Data section: Begin
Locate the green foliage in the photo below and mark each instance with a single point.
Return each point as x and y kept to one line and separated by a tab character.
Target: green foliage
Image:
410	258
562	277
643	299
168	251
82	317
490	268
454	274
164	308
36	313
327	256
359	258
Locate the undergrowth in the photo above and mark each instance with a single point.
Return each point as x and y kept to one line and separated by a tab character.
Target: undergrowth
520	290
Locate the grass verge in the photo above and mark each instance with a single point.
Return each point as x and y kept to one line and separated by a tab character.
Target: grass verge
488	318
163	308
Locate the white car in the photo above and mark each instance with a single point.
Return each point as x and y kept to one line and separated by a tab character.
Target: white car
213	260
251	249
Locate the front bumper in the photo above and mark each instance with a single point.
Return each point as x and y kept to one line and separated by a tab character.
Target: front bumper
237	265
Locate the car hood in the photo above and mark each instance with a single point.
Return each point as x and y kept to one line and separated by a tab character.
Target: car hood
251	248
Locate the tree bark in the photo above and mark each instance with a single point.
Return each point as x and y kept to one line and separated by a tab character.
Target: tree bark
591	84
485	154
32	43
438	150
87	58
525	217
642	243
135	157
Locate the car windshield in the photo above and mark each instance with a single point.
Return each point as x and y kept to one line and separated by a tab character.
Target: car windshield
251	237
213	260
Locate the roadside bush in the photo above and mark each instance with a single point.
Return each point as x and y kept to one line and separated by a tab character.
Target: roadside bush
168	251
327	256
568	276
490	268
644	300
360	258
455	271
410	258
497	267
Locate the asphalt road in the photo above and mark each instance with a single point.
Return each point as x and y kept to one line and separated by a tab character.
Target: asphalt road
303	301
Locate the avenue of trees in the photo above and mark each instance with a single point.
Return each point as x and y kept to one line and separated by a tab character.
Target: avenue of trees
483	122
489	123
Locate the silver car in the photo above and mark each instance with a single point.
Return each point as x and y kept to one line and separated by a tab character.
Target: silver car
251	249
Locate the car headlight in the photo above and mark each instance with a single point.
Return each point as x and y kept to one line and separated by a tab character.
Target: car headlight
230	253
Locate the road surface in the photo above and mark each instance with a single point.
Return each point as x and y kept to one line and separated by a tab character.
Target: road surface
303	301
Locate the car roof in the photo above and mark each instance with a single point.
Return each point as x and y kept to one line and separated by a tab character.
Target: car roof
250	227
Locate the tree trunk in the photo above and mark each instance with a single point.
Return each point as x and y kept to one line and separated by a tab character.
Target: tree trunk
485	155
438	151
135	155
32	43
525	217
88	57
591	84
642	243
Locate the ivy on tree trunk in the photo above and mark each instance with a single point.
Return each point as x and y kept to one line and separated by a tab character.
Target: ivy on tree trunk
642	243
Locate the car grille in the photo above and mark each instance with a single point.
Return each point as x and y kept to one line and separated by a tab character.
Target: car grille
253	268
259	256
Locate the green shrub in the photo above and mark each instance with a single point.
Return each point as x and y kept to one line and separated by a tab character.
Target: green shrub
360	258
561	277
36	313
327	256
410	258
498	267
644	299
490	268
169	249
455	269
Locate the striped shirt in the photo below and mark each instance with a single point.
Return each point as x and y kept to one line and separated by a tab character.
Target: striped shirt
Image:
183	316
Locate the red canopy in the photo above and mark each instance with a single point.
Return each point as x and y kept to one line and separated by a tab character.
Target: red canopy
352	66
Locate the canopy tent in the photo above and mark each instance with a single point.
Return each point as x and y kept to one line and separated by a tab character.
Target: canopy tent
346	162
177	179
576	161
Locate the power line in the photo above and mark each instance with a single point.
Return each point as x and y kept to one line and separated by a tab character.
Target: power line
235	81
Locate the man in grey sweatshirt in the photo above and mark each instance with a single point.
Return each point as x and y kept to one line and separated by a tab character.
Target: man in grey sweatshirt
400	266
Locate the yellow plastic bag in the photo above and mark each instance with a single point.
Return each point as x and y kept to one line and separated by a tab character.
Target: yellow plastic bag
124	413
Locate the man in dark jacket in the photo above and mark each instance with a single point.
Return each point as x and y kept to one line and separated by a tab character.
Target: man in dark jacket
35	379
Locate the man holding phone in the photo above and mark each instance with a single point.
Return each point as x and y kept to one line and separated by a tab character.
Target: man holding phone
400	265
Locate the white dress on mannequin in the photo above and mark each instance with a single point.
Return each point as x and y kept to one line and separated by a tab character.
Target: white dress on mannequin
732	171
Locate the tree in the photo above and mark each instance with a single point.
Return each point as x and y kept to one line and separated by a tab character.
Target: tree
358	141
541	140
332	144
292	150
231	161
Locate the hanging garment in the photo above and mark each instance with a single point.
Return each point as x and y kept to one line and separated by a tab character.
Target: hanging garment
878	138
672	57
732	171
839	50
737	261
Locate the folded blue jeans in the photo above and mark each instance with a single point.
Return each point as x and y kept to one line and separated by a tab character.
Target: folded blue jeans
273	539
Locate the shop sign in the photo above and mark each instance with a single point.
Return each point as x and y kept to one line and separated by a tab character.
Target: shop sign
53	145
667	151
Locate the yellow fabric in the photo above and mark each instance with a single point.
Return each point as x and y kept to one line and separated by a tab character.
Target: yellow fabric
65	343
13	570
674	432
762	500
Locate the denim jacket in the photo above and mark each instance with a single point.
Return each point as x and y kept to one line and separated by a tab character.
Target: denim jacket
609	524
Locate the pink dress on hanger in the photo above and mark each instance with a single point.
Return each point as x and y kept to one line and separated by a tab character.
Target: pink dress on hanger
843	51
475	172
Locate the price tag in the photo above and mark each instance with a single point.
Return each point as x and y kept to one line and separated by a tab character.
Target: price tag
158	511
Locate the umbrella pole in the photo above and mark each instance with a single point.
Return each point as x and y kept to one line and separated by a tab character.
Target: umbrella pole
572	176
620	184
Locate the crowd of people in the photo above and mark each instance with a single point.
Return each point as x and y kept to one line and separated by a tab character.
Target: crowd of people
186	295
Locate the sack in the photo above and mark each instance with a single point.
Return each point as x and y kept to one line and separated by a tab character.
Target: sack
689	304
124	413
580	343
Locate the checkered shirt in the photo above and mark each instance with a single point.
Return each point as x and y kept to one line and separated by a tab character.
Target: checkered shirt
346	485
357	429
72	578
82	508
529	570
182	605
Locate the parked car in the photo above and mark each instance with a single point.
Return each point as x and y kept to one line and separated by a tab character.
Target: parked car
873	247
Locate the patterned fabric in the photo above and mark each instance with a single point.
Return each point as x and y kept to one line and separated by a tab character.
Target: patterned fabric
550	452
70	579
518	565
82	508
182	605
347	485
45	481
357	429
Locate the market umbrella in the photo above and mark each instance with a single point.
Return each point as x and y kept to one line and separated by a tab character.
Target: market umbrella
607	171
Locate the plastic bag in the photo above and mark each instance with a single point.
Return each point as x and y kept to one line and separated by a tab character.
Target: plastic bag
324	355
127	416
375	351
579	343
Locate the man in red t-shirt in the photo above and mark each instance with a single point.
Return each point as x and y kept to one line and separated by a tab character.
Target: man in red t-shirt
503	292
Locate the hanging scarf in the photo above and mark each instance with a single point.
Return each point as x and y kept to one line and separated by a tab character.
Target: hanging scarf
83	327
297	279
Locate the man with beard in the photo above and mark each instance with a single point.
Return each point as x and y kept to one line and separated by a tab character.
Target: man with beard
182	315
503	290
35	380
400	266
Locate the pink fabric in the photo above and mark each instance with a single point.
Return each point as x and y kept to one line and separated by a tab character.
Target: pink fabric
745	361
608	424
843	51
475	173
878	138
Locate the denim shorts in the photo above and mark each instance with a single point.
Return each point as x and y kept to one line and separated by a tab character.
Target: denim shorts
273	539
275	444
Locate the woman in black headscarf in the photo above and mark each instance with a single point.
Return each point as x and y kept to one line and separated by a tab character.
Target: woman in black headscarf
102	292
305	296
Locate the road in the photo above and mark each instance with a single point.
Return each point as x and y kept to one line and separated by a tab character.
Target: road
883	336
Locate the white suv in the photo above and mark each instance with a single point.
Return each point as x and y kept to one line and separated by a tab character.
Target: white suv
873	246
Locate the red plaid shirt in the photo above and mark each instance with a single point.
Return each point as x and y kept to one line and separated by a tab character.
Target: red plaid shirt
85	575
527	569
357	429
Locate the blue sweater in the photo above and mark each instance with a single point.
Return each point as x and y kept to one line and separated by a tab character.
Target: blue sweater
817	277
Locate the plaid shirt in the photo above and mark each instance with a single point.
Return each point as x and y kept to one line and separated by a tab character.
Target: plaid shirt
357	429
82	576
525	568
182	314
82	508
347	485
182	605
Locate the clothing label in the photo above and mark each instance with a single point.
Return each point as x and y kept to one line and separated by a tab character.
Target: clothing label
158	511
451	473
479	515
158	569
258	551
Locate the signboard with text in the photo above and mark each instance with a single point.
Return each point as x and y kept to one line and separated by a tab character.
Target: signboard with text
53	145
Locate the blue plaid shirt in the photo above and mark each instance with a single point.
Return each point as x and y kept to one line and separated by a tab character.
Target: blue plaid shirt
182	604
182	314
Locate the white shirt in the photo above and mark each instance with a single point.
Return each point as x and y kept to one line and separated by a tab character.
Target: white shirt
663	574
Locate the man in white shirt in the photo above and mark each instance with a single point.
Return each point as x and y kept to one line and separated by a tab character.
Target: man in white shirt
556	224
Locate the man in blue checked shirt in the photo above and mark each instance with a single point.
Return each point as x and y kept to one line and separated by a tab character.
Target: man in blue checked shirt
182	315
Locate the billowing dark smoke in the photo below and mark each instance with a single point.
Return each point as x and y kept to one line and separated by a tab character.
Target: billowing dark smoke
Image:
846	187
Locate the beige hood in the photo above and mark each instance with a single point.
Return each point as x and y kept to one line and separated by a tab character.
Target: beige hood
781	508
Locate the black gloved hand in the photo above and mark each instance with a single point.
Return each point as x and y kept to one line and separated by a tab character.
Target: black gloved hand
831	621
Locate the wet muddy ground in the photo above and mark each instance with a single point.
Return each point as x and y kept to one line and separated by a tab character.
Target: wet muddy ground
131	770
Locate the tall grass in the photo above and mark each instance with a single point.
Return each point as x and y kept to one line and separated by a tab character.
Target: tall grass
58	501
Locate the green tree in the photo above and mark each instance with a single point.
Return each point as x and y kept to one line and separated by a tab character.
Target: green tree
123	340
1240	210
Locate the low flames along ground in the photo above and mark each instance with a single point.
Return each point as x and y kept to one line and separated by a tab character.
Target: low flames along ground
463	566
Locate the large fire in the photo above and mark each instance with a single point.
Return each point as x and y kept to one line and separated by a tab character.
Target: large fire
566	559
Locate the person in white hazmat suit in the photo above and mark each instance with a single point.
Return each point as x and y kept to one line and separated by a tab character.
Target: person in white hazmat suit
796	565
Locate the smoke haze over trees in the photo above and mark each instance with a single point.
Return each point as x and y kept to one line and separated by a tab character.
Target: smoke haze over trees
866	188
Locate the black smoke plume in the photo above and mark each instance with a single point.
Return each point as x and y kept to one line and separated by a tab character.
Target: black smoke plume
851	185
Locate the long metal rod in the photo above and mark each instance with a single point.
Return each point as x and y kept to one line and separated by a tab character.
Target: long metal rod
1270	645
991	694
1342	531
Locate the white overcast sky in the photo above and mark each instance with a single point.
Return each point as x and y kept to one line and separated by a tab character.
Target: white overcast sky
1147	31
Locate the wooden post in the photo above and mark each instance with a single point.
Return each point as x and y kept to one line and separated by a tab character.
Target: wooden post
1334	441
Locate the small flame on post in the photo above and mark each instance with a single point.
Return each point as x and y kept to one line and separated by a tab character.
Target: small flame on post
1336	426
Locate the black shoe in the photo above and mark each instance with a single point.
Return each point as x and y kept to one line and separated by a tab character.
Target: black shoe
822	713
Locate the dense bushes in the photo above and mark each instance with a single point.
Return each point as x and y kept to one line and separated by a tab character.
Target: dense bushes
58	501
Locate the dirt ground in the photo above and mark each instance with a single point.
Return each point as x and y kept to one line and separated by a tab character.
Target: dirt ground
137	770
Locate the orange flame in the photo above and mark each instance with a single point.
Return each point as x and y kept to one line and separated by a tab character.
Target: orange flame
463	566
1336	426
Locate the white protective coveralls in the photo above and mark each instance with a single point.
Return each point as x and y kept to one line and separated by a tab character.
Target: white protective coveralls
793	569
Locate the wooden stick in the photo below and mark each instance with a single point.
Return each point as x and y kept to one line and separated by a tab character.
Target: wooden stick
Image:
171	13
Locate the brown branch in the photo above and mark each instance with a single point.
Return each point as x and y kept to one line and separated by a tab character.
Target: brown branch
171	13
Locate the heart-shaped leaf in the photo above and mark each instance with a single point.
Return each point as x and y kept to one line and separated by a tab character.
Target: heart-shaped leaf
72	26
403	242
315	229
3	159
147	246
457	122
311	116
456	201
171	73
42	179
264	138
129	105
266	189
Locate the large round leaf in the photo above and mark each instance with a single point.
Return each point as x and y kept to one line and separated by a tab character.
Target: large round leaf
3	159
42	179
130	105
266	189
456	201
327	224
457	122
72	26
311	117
Data section: End
Problem description ->
Which lines in the records above hold the string "stick"? Copy each of them.

Solution to the exercise ->
Locate the wooden stick in the photo below and mark each instance with a single point.
Target: wooden stick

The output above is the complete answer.